Extract provided:
§

Tuesday, August 18, 2009

TOASTMASTERS: Composing My Life


DO YOU UNDERSTAND FORTISSIMO???

Maybe you do in the space of exciting measures where life announces joyful news, celebrates a win, or even sounds the music of battle and debate.

"I am loved!"

"I won the competition!"

"I'm right.. You're wrong!"

"No, IM RIGHT and YOU ARE A LOSER!!"

"LOVE ME! LOVE ME! LOVE ME!!!"

Fortissimo.

The emotions of happiness and the emotions of anger can also be expressed pianissimo and speak volumes about your gratitude for the blessings you enjoy or your pain that you endure on a prayer.

Fellow toastmasters and honored guests. My name is JNET and I am your music teacher for the evening presenting my 7th speech from the CC manual. My speech tonight is called Composing Life, a Music Lesson in Seven Minutes.

Leonard Bernstein appropriately said that

"To achieve great things, two things are needed; a plan, and not quite enough time."


How many of you know you have the power to create? Then in the musical spirit, I would like to pose this thought, perhaps you can compose too?

Can growing your music skills grow "an admirable heart" as the founder of the Suzuki method purposes?

What happens when you combine curiousity and a musical instrument?
[*bring out instrument]

Compare the experience with watching television. One brings about action in doing while the other fosters passivity. It does take a while to grow an admirable heart though.

You'll learn and care about something called technique through study and excercise.

If and only IF, you care to develop discipline and become an athelete that succumbs lots of hurdles... called YOUR MISTAKES. For you left brainers out there, that means you practice and practice to understand these symbols in black and white and terms in French and Italian until you make very little mistakes and make something beautiful. And for you right brainers out there, it means you practice and forgive yourself enjoying being able to learn from mistakes and love learning music for the experience of the moment while striving for accuracy. And isn't it nice that you are not condemned to be a lefty or righty when it comes to studying music. It's a matter of two hands and two sides of your mind creating TOGETHER to a level of craftsmenship.

Why would you want to develop skills in craftsmenship? It doesn't sound cool and hip. Are you making cabinets? It sounds like a lot of WORK and maybe you don't care to be craftsmen or a maestro.

Maybe you want to be a maestro in different ways? You want to be successful in your career or in your personal life?

§

Extracted data entries:
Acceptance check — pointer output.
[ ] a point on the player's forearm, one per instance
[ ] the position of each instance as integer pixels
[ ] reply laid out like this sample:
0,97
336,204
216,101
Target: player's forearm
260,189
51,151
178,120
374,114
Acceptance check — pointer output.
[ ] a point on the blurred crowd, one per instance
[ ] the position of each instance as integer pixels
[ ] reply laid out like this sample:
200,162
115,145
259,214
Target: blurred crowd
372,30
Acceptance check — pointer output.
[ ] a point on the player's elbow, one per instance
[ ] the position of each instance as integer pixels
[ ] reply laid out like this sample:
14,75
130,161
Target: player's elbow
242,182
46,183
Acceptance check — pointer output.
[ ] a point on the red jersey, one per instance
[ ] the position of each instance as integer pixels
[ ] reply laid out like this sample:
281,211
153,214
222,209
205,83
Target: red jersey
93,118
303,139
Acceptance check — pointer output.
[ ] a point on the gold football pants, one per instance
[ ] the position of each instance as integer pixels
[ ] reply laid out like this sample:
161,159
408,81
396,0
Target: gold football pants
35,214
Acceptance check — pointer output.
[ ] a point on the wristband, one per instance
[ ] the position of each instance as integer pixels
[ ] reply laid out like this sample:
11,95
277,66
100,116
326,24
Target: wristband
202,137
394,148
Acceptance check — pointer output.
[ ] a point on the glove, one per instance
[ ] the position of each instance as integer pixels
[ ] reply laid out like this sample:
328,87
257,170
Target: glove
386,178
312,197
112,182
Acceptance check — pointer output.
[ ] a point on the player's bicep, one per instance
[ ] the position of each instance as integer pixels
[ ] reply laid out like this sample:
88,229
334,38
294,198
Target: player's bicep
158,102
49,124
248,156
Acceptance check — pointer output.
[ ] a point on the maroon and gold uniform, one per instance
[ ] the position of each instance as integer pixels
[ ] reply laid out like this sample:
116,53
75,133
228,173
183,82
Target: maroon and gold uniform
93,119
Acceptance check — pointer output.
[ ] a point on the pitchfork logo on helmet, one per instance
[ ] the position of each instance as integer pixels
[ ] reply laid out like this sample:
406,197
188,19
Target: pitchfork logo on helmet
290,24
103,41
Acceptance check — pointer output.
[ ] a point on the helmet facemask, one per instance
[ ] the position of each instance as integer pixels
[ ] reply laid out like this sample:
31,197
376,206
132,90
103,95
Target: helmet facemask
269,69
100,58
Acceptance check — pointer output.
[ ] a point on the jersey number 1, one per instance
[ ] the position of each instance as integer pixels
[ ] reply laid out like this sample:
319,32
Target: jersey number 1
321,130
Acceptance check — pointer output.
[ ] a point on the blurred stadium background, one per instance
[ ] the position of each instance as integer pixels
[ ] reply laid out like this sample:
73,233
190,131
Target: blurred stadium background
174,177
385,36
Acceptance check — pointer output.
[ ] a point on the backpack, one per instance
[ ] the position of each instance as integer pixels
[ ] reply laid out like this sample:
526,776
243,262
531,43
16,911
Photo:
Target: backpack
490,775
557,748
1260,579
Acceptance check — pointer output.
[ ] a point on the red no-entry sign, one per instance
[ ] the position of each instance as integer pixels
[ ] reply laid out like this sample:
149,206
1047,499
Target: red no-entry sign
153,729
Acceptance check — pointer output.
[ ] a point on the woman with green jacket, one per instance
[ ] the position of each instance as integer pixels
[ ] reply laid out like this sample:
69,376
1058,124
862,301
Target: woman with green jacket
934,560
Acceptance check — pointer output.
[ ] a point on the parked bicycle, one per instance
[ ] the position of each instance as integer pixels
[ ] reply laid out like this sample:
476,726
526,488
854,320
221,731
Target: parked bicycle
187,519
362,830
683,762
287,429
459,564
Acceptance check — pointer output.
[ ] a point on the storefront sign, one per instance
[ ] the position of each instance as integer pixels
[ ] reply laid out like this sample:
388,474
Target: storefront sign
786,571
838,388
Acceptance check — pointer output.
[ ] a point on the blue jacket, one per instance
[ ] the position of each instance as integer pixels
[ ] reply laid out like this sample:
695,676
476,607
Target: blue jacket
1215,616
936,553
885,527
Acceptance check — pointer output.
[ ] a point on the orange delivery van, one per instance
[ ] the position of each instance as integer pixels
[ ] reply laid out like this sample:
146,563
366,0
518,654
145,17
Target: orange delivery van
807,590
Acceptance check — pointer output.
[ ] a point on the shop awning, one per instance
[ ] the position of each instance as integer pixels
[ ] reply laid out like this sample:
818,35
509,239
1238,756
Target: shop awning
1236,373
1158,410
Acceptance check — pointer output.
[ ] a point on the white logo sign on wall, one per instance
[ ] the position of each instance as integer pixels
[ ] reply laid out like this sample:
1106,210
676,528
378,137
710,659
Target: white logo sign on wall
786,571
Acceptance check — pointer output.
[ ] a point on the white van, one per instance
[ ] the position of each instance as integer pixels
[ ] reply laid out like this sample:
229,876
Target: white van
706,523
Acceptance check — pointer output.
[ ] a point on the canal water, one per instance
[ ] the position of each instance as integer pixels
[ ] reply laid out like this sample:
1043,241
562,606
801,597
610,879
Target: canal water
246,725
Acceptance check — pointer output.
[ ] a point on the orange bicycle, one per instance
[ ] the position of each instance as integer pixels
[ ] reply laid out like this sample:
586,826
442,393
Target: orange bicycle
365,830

§

What to do:
1 > In the Toastmasters speech, list every quoted exclamation that appears between the opening question "DO YOU UNDERSTAND FORTISSIMO???" and the one-word line "Fortissimo."
2 > Continue the Toastmasters speech on composing life from the point where it stops.

Answers per task:
1 >
- "I am loved!"
- "I won the competition!"
- "I'm right.. You're wrong!"
- "No, IM RIGHT and YOU ARE A LOSER!!"
- "LOVE ME! LOVE ME! LOVE ME!!!"

2 >
Well did you know that Music majors are the most likely group of college grads to be admitted to med school? And a study of 7,500 university students revealed that music majors scored the highest reading scores among all majors including English, biology, chemistry and math.

What skills do you think you would gain from knowing what's going on in black and white in front of you? What hobby makes you study the details in black and white and yet gives you space to be creative to demonstrate your mastery? Where do you practice sustained effort in the space of mistakes? Just to express a melody as you imagined in your head?

I think Life will read differently to you if you all learned read and play music. And I wonder if you would enjoy and travel Life differently if you fed your creative and curious side with a musical vehical. I think you would seek out and follow the fine print in a different spirit from how you pursue other "fine print."

Like this...

Bach Prelude in D minor.....

Allegro moderato... medium fast ...non legato... but not connected rather disconnected... loads of stacatto.

Look at all these fast notes... woo hoo.... and all these get quiet and louder things to pay attention too...

So demanding... so specific..

And yet a worthy way to spend one's quiet time perhaps? You are just as demanding and specific as Bach is with your own life and dreams. How's your technique, composition and performance skills?

????

I end your music lesson now with a quote by Mozart.

"To talk well and eloquently is a very great art, but an equally great one is to know the right moment to stop."

See you again next week for your next lesson?

Thank you fellow toastmasters, composers, maestros and honored guests.